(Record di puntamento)
========

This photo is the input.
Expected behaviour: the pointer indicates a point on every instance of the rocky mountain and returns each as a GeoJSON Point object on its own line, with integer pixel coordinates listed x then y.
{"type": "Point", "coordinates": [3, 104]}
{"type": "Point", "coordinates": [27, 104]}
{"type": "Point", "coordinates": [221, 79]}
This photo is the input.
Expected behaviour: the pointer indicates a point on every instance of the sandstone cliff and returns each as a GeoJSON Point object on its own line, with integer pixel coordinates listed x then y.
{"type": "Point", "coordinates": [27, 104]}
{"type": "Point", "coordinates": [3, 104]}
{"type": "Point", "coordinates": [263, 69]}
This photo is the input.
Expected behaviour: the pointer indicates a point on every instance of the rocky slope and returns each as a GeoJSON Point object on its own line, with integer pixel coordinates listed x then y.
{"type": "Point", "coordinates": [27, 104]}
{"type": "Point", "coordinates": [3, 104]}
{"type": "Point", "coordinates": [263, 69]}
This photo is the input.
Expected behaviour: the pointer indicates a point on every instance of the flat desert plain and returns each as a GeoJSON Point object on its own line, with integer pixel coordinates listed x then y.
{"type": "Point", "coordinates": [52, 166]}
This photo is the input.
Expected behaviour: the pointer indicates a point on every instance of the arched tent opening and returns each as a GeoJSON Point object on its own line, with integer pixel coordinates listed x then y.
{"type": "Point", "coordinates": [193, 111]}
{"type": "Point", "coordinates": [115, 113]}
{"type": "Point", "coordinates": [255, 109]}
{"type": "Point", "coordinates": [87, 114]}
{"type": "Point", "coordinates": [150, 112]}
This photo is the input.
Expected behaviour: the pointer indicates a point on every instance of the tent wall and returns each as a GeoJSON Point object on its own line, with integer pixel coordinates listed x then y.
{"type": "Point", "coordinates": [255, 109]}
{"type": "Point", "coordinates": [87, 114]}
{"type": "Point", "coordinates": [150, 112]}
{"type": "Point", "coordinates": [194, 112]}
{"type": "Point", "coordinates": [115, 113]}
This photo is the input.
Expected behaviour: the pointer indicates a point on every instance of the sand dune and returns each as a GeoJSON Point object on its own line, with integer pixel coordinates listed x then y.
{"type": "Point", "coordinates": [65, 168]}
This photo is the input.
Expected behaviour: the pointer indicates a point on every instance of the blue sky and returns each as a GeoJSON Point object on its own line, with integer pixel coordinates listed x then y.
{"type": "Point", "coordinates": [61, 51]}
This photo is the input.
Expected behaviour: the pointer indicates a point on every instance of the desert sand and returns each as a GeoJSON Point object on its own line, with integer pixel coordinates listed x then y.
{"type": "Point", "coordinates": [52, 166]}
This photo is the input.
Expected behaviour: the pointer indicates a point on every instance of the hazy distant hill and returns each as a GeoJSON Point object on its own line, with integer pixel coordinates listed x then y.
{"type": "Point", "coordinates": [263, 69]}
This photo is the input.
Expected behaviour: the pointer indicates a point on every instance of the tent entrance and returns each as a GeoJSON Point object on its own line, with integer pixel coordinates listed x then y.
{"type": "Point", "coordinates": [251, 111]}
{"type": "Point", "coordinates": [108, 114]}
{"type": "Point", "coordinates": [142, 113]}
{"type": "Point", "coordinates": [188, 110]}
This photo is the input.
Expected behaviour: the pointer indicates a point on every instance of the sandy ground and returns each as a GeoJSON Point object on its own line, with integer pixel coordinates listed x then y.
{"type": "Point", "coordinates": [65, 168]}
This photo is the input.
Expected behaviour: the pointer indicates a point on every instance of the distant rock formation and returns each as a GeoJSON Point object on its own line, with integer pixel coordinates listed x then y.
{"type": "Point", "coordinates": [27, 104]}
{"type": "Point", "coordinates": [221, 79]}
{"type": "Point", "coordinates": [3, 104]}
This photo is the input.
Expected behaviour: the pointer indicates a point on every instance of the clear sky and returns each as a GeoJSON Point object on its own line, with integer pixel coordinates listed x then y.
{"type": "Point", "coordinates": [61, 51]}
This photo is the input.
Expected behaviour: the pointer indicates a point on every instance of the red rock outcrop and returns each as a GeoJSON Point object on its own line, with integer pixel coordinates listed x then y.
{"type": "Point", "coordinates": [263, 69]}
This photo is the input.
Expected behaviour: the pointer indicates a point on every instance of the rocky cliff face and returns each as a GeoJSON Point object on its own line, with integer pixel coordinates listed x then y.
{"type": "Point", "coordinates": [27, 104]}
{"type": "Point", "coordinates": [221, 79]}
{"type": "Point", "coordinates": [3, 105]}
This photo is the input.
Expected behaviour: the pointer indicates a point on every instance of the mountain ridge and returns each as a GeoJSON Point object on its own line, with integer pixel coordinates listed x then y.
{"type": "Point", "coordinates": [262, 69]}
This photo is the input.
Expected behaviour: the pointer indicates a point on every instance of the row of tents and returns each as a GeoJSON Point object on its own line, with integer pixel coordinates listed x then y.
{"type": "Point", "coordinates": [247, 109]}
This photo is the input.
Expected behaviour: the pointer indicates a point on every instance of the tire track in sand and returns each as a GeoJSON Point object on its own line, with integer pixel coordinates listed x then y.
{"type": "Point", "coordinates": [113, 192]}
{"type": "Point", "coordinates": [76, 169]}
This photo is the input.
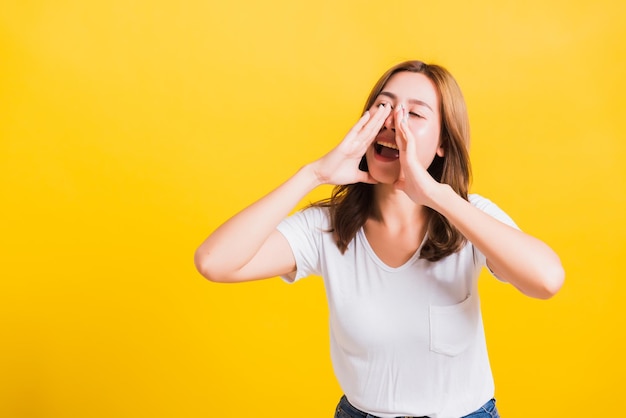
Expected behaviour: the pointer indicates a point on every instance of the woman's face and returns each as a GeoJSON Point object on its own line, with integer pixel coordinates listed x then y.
{"type": "Point", "coordinates": [418, 95]}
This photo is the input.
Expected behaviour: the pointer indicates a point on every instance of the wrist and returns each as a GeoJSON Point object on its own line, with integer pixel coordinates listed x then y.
{"type": "Point", "coordinates": [312, 175]}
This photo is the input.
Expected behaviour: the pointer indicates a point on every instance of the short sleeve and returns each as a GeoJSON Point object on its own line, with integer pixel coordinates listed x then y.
{"type": "Point", "coordinates": [492, 209]}
{"type": "Point", "coordinates": [303, 231]}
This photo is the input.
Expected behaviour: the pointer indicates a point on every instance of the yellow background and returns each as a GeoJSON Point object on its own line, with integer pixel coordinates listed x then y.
{"type": "Point", "coordinates": [129, 130]}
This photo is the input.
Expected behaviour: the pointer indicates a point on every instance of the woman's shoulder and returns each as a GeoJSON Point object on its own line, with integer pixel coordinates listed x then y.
{"type": "Point", "coordinates": [479, 201]}
{"type": "Point", "coordinates": [313, 215]}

========

• Compito breve:
Conta le righe dei record che contengono la parola "desert". Scrivi soltanto il numero.

• Risultato del compito:
2